Given task:
Gather every line in the records below that contains the string “curly” and copy each of those lines unchanged, treating uppercase and lowercase letters as different.

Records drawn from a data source
◆ ◆ ◆
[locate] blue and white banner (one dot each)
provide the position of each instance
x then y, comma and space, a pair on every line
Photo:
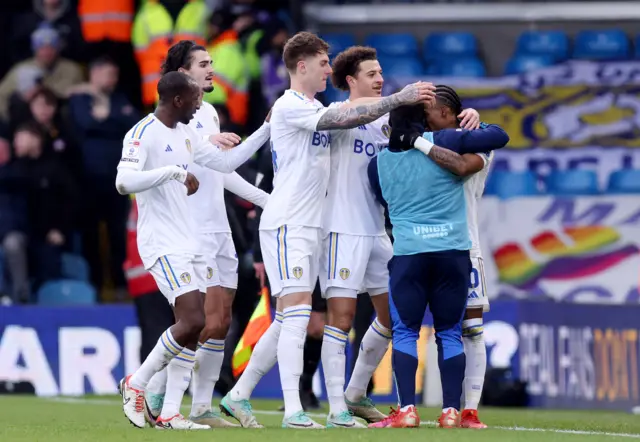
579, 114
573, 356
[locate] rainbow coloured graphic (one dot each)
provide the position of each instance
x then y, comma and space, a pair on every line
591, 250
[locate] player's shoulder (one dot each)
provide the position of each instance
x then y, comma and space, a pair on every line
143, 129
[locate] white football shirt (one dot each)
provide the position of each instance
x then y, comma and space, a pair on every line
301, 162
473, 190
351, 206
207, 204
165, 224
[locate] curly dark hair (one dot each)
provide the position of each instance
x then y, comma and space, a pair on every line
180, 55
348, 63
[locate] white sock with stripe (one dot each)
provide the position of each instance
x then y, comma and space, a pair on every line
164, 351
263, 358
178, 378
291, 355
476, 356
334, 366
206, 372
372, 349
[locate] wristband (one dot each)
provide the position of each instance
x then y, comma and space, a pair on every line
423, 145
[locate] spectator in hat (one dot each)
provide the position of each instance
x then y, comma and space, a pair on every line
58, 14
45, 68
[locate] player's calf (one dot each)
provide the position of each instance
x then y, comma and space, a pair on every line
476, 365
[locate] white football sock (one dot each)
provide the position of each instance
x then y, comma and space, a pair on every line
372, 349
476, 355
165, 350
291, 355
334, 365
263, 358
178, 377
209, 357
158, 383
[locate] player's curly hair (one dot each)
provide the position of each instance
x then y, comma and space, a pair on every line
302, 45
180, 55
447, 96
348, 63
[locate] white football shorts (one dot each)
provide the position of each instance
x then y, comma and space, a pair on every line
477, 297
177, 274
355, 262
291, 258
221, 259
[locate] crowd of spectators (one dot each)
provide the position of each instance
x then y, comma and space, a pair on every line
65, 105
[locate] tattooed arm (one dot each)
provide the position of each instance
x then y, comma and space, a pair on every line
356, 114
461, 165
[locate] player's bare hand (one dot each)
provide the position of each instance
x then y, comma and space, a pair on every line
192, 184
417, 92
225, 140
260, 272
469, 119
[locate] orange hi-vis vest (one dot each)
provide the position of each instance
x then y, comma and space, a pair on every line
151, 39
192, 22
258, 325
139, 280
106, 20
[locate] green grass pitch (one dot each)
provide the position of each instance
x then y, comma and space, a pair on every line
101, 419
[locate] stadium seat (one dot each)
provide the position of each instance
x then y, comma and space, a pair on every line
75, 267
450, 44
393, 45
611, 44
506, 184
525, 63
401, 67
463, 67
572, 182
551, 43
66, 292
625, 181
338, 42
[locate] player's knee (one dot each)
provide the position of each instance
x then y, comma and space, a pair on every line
◆ ◆ ◆
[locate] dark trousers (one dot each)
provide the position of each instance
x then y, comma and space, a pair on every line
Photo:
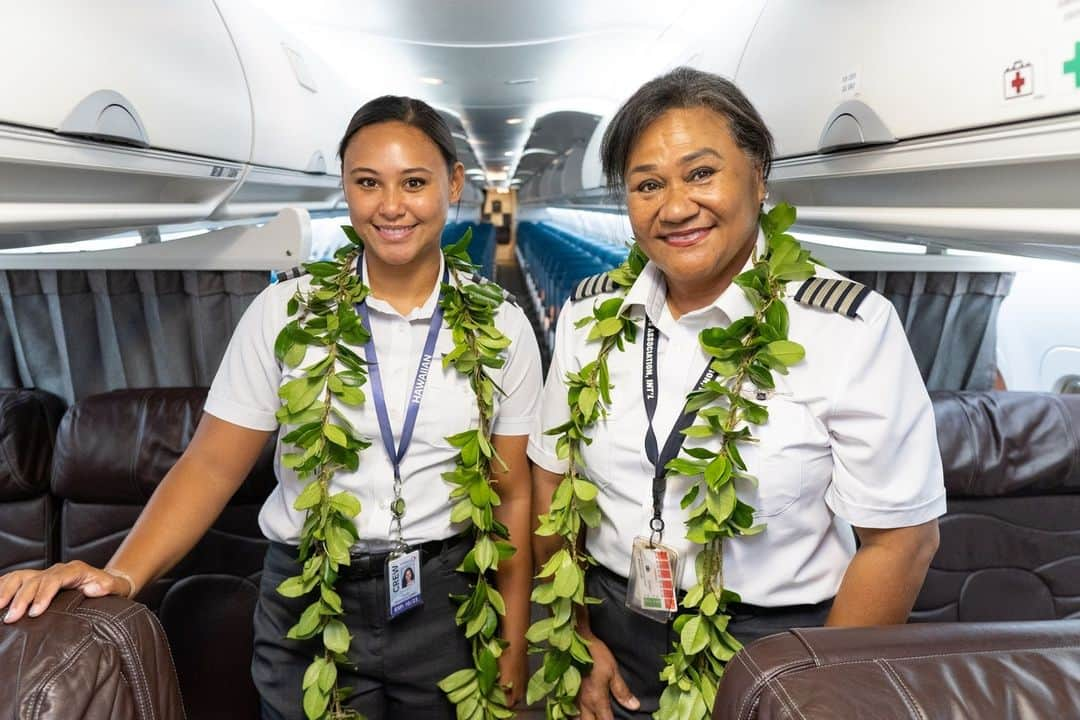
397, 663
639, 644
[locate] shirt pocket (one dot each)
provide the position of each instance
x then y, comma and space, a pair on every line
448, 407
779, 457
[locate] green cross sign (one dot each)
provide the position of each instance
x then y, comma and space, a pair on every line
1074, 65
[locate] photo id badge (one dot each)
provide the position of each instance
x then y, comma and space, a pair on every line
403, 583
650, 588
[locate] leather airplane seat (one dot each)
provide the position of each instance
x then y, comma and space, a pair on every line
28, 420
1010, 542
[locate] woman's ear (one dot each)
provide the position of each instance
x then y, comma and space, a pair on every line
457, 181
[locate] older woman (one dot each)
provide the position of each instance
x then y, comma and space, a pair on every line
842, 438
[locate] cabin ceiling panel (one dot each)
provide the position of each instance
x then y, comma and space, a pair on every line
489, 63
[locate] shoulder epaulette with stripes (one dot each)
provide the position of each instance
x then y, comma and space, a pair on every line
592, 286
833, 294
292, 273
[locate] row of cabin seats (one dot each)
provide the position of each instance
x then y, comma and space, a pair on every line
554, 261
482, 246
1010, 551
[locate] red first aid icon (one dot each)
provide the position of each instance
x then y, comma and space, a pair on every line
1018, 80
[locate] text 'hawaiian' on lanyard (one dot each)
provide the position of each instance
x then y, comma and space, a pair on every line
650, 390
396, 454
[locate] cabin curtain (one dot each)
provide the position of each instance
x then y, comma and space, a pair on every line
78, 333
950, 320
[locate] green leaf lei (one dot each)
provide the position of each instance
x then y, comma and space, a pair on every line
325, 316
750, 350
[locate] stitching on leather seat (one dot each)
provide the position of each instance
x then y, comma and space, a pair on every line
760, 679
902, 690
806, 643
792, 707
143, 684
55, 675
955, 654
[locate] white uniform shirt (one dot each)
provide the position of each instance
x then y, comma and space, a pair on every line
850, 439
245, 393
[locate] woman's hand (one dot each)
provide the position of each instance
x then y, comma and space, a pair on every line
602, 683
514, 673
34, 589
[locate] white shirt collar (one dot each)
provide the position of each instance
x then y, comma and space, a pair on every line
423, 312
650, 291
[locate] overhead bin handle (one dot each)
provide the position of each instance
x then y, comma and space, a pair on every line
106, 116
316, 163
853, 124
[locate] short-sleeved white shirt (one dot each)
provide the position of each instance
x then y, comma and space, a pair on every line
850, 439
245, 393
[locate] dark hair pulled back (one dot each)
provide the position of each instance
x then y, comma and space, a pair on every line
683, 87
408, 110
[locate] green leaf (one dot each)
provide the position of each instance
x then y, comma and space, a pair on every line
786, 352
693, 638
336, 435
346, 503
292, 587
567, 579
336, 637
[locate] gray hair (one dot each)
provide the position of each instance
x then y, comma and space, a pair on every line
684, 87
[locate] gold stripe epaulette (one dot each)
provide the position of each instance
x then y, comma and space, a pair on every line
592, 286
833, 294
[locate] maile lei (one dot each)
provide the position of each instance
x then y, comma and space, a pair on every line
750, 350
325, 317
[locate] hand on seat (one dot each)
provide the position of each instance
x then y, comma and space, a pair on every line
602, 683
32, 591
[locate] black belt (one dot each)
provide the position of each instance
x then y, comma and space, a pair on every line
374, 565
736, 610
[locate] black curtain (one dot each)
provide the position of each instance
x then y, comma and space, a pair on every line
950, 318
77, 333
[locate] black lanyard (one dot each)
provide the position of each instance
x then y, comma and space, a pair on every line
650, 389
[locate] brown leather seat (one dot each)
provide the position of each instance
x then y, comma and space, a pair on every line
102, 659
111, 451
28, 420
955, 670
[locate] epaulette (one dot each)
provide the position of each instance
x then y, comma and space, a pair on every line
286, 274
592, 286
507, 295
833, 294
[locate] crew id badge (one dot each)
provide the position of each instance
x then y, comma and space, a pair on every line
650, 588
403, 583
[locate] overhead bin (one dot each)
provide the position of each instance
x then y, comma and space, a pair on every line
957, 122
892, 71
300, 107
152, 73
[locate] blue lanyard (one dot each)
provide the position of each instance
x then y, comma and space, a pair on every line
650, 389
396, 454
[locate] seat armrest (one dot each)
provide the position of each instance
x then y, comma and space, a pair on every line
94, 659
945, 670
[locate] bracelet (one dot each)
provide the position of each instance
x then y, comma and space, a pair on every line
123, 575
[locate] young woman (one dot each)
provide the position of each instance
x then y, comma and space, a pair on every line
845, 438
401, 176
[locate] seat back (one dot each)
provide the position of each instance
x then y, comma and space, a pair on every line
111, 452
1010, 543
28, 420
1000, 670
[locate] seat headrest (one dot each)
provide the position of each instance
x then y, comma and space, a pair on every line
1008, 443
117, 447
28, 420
◆ ◆ ◆
Expected answer:
[locate] curly dark hair (one dot each)
[locate] player's curly hair (one dot each)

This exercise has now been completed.